╭─ EXERCISE INPUT

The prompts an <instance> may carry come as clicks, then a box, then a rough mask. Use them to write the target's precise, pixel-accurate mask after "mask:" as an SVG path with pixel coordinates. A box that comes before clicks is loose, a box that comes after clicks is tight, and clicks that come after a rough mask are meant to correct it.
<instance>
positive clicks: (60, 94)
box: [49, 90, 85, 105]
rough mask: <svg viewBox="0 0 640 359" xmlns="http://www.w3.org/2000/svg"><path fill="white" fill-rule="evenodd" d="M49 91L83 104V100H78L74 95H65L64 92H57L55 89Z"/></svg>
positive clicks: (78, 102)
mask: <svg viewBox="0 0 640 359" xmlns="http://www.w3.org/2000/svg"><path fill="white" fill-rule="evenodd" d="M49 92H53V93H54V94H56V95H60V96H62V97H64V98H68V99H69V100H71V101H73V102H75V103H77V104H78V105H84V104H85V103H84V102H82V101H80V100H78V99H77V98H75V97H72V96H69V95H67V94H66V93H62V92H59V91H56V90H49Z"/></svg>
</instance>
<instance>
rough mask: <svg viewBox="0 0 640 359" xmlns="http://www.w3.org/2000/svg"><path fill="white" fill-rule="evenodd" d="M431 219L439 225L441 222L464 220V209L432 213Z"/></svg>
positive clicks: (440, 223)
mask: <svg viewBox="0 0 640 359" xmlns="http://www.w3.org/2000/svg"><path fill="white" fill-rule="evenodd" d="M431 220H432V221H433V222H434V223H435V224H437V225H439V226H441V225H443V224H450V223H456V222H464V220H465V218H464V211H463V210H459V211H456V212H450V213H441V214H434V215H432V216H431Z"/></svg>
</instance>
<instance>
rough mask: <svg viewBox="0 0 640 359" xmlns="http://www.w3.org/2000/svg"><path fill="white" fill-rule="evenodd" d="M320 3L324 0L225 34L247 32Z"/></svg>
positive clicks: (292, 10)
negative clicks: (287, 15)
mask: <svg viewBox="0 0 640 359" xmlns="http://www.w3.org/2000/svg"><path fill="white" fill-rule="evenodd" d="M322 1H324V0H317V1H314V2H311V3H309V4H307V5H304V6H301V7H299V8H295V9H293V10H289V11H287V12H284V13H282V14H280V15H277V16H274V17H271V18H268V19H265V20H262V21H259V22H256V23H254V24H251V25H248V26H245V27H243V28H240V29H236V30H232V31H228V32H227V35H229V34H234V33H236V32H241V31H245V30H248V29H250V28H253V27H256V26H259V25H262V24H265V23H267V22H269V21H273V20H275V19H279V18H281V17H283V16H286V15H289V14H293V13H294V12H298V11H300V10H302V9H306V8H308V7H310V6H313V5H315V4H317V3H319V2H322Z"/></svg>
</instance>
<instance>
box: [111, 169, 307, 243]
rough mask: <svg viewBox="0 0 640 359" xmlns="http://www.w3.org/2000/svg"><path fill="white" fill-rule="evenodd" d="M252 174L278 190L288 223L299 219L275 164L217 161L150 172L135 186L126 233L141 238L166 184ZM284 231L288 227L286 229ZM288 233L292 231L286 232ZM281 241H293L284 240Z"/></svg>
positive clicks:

╰─

Print, from the entries above, the line with "3L324 0L225 34L247", the line with "positive clicks: (292, 10)" and all lines between them, exactly and with nothing else.

rough mask: <svg viewBox="0 0 640 359" xmlns="http://www.w3.org/2000/svg"><path fill="white" fill-rule="evenodd" d="M320 3L324 0L225 34L247 32Z"/></svg>
positive clicks: (292, 10)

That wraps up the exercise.